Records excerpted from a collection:
▬▬▬▬▬▬▬▬▬▬

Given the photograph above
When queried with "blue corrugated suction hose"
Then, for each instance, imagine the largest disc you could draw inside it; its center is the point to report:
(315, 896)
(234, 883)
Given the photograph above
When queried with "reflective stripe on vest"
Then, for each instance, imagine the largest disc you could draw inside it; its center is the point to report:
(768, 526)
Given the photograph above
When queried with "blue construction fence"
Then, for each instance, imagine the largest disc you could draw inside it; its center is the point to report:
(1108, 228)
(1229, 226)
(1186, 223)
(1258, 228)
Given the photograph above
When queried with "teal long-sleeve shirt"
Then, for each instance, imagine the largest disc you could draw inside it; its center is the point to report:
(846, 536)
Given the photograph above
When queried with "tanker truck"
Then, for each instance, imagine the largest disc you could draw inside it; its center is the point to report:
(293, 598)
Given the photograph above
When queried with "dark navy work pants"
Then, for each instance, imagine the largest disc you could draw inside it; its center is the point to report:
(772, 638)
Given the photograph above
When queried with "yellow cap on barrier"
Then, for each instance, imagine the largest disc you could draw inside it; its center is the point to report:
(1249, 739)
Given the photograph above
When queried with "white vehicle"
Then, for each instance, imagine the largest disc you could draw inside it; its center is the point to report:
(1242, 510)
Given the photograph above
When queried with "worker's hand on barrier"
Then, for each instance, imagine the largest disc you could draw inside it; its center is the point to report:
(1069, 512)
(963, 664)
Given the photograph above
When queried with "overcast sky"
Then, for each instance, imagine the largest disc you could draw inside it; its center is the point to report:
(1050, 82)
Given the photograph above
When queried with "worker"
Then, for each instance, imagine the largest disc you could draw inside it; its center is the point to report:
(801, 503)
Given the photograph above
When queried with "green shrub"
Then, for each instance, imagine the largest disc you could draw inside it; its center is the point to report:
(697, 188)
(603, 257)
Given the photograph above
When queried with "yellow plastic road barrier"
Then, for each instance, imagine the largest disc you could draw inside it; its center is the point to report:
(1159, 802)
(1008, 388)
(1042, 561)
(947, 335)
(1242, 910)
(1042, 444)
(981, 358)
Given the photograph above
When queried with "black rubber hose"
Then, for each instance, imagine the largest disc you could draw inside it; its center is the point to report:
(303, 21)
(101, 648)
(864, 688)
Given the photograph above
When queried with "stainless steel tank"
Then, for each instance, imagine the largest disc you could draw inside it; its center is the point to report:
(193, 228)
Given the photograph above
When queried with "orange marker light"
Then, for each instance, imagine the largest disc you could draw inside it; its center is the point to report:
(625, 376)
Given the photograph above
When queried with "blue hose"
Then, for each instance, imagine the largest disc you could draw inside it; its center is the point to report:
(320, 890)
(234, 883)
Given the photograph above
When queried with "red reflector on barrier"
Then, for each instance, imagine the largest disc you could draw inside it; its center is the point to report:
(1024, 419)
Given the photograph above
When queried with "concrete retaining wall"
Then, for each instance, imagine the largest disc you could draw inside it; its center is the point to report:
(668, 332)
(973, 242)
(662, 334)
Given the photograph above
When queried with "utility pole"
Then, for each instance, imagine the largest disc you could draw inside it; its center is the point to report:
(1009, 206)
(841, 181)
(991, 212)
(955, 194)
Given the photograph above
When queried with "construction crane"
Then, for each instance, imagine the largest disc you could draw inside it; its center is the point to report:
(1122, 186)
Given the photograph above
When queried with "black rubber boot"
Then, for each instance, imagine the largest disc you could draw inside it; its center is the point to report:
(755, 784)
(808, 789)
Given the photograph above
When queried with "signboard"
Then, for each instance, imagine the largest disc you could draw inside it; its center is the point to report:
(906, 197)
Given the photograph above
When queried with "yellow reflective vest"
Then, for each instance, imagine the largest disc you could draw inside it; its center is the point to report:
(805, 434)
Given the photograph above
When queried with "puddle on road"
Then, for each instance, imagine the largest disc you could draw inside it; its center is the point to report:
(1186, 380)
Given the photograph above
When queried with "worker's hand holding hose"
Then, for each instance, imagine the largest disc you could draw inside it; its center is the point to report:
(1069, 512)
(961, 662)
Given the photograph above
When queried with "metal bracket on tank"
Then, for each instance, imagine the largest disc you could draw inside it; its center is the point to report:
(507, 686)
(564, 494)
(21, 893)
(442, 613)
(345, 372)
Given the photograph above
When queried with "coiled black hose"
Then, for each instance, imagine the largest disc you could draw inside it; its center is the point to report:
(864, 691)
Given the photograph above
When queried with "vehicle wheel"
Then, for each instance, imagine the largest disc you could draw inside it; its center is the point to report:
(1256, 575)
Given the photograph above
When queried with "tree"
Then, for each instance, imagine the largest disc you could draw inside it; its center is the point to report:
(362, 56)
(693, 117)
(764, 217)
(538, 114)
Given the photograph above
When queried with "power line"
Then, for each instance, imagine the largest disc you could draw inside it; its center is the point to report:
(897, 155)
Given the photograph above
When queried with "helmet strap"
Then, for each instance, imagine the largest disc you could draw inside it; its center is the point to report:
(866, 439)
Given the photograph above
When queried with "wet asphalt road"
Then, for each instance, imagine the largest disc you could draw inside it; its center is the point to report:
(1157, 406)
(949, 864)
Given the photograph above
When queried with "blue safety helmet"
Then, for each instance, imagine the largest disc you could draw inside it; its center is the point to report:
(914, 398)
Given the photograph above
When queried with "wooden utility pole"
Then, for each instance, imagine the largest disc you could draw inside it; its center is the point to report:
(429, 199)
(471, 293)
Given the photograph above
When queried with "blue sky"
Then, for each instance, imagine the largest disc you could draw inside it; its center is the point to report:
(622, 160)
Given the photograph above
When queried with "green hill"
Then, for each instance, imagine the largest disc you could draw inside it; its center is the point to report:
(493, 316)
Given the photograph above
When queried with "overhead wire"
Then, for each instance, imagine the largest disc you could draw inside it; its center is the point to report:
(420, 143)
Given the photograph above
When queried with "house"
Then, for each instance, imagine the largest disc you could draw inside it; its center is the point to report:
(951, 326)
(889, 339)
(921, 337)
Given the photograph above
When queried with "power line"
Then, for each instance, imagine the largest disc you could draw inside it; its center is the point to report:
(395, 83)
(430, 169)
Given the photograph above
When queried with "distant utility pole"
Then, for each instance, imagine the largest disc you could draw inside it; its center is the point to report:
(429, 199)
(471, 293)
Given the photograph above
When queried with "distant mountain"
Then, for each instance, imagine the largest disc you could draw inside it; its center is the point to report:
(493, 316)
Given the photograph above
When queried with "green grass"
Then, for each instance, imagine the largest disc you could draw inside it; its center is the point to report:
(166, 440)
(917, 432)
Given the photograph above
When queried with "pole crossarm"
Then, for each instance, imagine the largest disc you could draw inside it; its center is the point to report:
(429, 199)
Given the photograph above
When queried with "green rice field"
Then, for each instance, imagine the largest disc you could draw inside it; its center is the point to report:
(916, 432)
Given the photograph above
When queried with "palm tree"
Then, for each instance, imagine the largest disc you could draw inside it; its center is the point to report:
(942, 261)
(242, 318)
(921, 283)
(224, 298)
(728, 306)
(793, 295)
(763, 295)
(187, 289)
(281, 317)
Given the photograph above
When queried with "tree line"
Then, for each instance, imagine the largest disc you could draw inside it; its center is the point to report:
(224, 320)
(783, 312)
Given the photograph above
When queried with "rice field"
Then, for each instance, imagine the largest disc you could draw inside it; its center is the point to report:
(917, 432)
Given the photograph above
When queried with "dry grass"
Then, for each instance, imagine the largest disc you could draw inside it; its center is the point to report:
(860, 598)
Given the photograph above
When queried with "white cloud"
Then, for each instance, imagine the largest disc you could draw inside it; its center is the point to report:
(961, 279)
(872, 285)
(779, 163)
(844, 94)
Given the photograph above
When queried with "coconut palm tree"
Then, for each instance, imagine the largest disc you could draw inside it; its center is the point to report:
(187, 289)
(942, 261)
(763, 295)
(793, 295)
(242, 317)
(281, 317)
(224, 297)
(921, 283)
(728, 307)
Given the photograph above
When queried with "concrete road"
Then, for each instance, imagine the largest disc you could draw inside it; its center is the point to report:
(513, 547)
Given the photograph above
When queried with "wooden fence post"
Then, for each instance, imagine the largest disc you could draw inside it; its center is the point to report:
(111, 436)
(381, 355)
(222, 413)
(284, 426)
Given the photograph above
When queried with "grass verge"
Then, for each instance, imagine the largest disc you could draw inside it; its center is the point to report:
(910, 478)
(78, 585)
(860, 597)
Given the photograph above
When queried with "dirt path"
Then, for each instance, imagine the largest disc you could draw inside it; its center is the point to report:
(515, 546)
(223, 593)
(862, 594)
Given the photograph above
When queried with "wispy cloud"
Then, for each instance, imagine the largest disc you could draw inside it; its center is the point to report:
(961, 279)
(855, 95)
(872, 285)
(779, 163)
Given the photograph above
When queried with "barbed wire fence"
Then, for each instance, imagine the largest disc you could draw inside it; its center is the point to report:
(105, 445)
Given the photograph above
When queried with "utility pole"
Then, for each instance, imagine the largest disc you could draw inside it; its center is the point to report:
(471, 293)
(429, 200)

▬▬▬▬▬▬▬▬▬▬

** ASSIGNMENT **
Gather from the data above every line with the string "blue".

** THE ANSWER **
When queried with "blue corrugated suction hose"
When queried with "blue construction fence"
When queried with "blue hose"
When queried with "blue safety helmet"
When queried with "blue sky"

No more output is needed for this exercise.